WHAT THE EXERCISE ASKS - Render all the lines below as a two-column CSV with the headers instruction and points, one row for each line, putting its text under instruction and its answer under points, with every field in quotes and line breaks replaced by spaces. Leave the pictures out.

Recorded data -
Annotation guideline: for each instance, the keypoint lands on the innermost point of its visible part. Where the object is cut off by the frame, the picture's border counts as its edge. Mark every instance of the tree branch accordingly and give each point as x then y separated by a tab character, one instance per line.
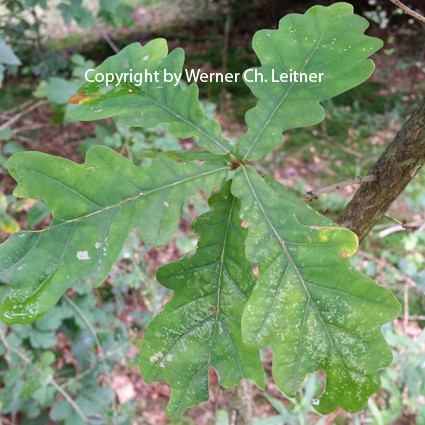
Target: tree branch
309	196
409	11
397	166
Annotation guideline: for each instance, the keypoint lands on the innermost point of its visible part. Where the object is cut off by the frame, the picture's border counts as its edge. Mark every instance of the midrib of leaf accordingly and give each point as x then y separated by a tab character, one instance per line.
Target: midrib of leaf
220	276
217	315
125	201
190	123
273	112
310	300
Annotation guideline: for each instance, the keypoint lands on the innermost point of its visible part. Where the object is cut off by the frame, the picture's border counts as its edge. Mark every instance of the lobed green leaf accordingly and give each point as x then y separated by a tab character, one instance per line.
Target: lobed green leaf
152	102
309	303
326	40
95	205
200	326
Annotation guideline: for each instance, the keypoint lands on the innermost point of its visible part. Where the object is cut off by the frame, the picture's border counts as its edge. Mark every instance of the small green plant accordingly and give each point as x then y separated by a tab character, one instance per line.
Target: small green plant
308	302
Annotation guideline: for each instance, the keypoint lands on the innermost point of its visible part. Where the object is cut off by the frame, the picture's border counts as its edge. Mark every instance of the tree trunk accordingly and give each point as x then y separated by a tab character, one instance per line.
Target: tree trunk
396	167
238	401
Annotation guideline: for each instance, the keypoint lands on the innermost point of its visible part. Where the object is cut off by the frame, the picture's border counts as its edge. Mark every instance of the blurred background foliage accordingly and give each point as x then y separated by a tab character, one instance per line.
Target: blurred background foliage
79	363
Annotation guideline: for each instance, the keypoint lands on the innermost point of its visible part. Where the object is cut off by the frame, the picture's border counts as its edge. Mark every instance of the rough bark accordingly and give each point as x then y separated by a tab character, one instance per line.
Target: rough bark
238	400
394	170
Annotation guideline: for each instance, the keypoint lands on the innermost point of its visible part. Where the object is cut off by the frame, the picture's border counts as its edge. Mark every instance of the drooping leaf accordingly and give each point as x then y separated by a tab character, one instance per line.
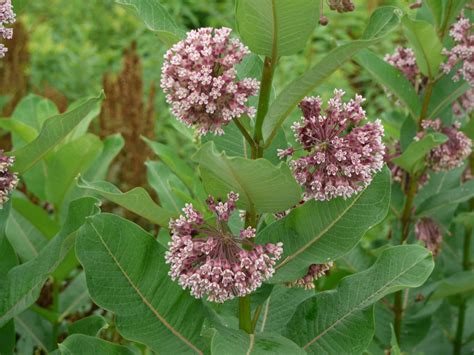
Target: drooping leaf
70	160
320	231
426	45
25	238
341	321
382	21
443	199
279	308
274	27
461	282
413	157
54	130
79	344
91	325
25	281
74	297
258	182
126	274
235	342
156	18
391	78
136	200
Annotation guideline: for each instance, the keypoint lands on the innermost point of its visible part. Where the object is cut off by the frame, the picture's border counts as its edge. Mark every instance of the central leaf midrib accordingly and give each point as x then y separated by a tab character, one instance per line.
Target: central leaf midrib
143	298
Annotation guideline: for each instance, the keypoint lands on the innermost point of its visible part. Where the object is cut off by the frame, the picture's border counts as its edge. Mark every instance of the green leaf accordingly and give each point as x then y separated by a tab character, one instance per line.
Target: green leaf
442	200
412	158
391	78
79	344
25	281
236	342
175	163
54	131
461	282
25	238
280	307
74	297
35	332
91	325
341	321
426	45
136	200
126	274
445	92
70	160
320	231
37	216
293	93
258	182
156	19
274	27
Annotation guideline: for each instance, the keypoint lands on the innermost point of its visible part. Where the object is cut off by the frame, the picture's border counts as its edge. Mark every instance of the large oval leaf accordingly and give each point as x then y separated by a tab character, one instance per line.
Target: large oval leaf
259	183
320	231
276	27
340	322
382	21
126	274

CORRECT ANSWER -
instruction,points
"Annotation guideline: for each instance, the keypoint lands on the innermost point of its visible part. Where the object is cut off by the frame, the picture's border counts as its edge. Mark every instance of the tree branch accordingly and give each point as x then y separated by a tab character, one instance per line. Target: tree branch","309	196 409	11 397	166"
"Annotation guideline: for each instance, the keypoint lands on the innermost point of its visible part. Where the object is cut off by the frame, the picture's border counts as its edge. Mark every instance of the midrib of leaf accordingly and give each point as x then y separated by a tab character, one instance per line. Target: midrib of leaf","220	276 217	315 125	201 190	123 273	112 310	300"
"Annotation guideline: for each instance, the keypoint lands on the innermost point of its visible part. Where the object is cut off by the frame, the picture's border counts as its edge. Mark every instance of the lobed green leaf accordingly and give each point as x then y separated by a tab character, one instance per line. Target: lobed green leaf","152	102 309	303 326	40 95	205 200	326"
"Annotation guideline: for each instance, the keypoint lands on the innermost point of its visible part. Where the object is cut off by the frame, the picture's border counts as its edge. Mark every instance of the small green plant accordingly and give each point as x then y separated by a tab character, one instance per line. Target: small green plant","308	302"
"Annotation guideline: for each instance, the keypoint lands on the innermost point of its visible part. Where the object is cut off by the frame, the picture's border counts as its edge. Mark every instance of the tree trunk accordingly and give each point as x then y separated by a tab character, one instance per line. Target: tree trunk","396	167 238	401"
"Annotation guideline: for each instance, the keypoint lands on the innermost point of its visible part. Where the object is cut off by the frame, the picture's border counts as its edge. Mark every instance of the blurred background foliage accordingly and give each point as x then y separated by a tab character, one instance per line. Target: blurred background foliage","79	363"
"Annotation guideline: for each instance, the keypoint lands on the innermost point of its visible part. Where the object is cut off by the frame, the picture's border counts as its edge. Mark every instance of the rough bark accordingly and give each point as x then y separated by a tab character, one instance per line. Target: rough bark","238	400 394	170"
"Annotation guideline: for each instance, the keypoint lands on the innermost point of its visible part. Where the object is cut off by the frame, the picture's border counts as its edge. Mark every instance of the drooping leaf accordingly and give each point as x then y separated by a tab character, one instance per line. Target: drooping leaf","70	160 320	231 426	45 25	238 341	321 382	21 443	199 279	308 274	27 461	282 413	157 54	130 79	344 91	325 25	281 74	297 258	182 126	274 235	342 156	18 391	78 136	200"
"Annotation guideline: for each instance, the keypoint lands on the innermost point of its visible part. Where the object is cut off by the frame, the picture's border counts as its edge. Mark every instance of the central leaf midrib accordingly and give each point as x then y separated by a tab character, one instance per line. Target: central leaf midrib","143	298"
"Annotation guideline: for each instance, the keypoint lands on the innermost point of its visible part. Where the object is cut off by the frame, the picture's border counts as its edge. Mark every instance of the green leaf accordingly and give each point as x then y separated by a tab character, one instance per line. Target: green leaf","442	200 412	158 391	78 79	344 25	281 236	342 175	163 54	131 461	282 25	238 280	307 74	297 35	332 91	325 341	321 426	45 136	200 126	274 445	92 70	160 320	231 37	216 293	93 258	182 156	19 274	27"
"Annotation guideline: for each instance, the keypoint lands on the innermost point of its visible part. Where the object is cut off by the frame, the picture's border counts as its edge. Mark every instance of the large oval leaf accordingly and give each point as x then y separated by a tab character, one instance per line. Target: large oval leaf","259	183 320	231 276	27 340	322 382	21 126	274"